Source document >>
::::::::

Cluster of similar developed stations on venues similarity

The stations will be clustered or segmented based on a set of similar characteristics or features, i.e., their surrounding venues. K-Means clustering, which is used in this part of the analysis, is a machine learning algorithm that creates homogeneous subgroups/clusters from unlabeled data such that data points in each cluster are as similar as possible to each other according to a similarity measure (e.g., Euclidian distance).

K-Means Clustering

Selecting the features (X): all venue category columns from the one-hot encoding dataframe.

Determination of k (Ellbow methode)

Before proceeding, a value of k (number of clusters) needs to be determined. The Elbow Method below calculates the sum of squared distances of data points to their closest centroid (cluster center) for different values of k. The optimal value of k is the one after which there is a plateau (no significant decrease in sum of squared distances).

Because there is no discernible "elbow" from the plot, another measure was applied: Silhouette Score.

Silhouette score varies from -1 to 1. A score value of 1 means the cluster is dense and well-separated from other clusters. A value nearing 0 represents overlapping clusters, data points are close to the decision boundary of neighboring clusters. A negative score indicates that the samples might have been assigned into the wrong clusters.

From the plot above, there is a peak at k=5 with which I'll proceed with that value as the number of optimal clusters. However, both methodes the ellbow and silhoutte, are not very clearly and need further investigation.

Visualizing Clusters

Now that each station has been assigned a cluster label, it would be helpful to visualize the clusters on a map of Berlin to see how they are distributed. Folium library is used for this purpose.

map_cluster_final.png

Examining Each Cluster

Each cluster is filtered from the dataframe previously created in the clustering stage. The clusters are separately analyzed in order to gain an understanding of a discriminating venue that characterize each of them. Means, the 1st and 2nd most common venue category from each cluster will be singled out.

::::::::

Stored data >>
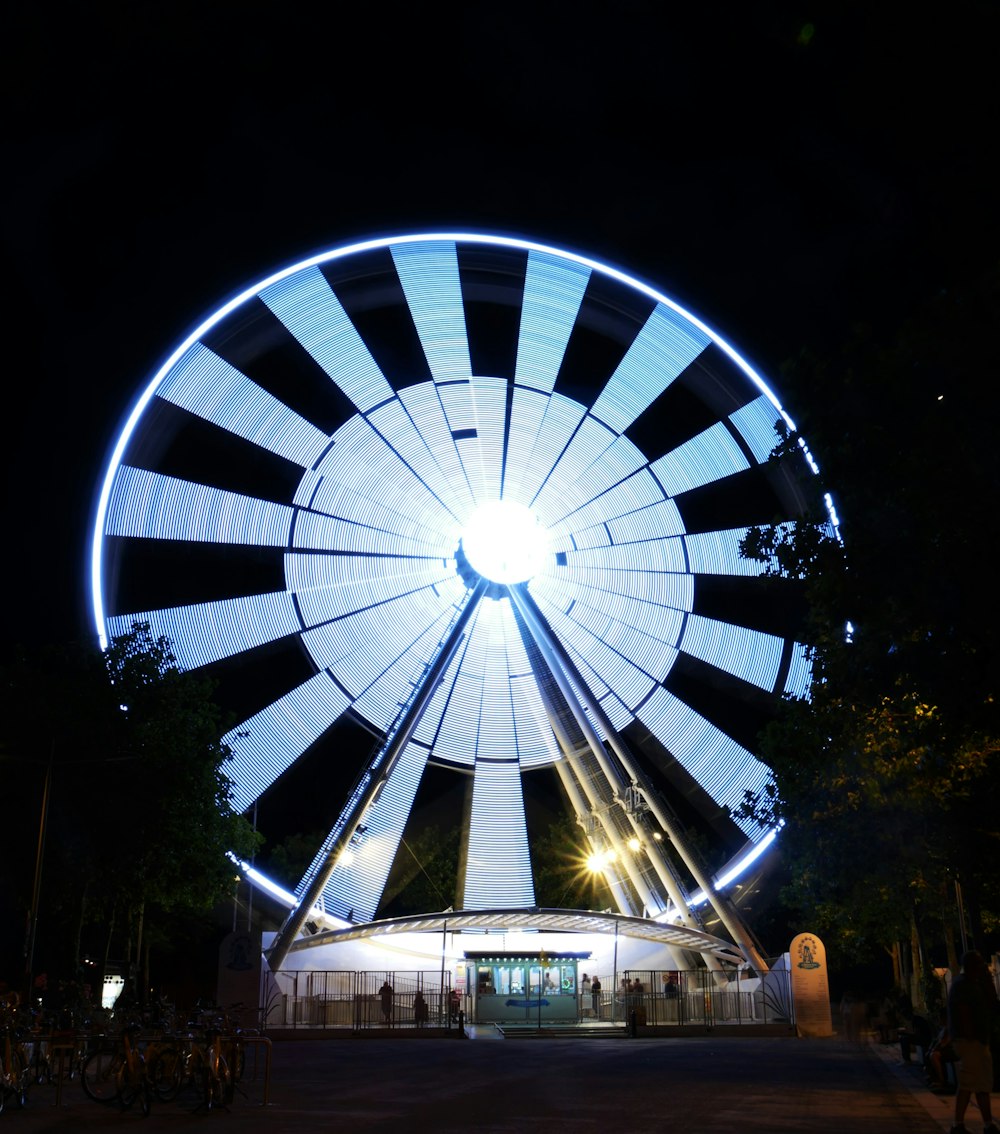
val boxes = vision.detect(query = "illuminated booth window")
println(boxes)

::::::::

Directives >>
(1) Set down the passage from the Berlin station-clustering write-up starting at "Determination of k" and ending at "the wrong clusters.".
(2) In one to three sentences, explain why the Berlin station-clustering write-up uses the Silhouette Score to choose the number of clusters.
(3) Continue the Berlin station-clustering write-up from its last sentence.

Answers below >>
(1)
Determination of k (Ellbow methode)

Before proceeding, a value of k (number of clusters) needs to be determined. The Elbow Method below calculates the sum of squared distances of data points to their closest centroid (cluster center) for different values of k. The optimal value of k is the one after which there is a plateau (no significant decrease in sum of squared distances).

Because there is no discernible "elbow" from the plot, another measure was applied: Silhouette Score.

Silhouette score varies from -1 to 1. A score value of 1 means the cluster is dense and well-separated from other clusters. A value nearing 0 represents overlapping clusters, data points are close to the decision boundary of neighboring clusters. A negative score indicates that the samples might have been assigned into the wrong clusters.

(2) The Silhouette Score was applied because the Elbow Method plot showed no discernible "elbow." Without that bend, the sum of squared distances could not indicate an optimal k, so another measure was needed.

(3)
Cluster 0

Color code in map: wine red (or brown for some eyes)

Observation for Cluster 0: Bakeries are the prominent venue in this cluster 0 containing 13 stations.

Cluster 1

Color code in map: dark blue

Observation for Cluster 1: With 3 members (stations) the smallest cluster dominiated by restaurants (mexican) and wine shops.

Cluster 2

Color code in map: brighter blue

Observation for Cluster 2: Thirteen stations fall into this cluster. Dominiated by italian restaurants and wine shops.

Cluster 3

Color code in map: bright green

Observation for Cluster 3: Largest cluster with 92 member stations. Prominent are Coffee and Cafe places, followed by pizza and turkish food.

Cluster 4

Color code in map: orange

Observation for Cluster 4: Fourteen entries fall into this cluster. Dominated by Doner restaurants and again wine shops.

Results and Discussion

Exploratory data analysis as well as machine learning and visualization techniques have provided us with some insights into the problem at hand.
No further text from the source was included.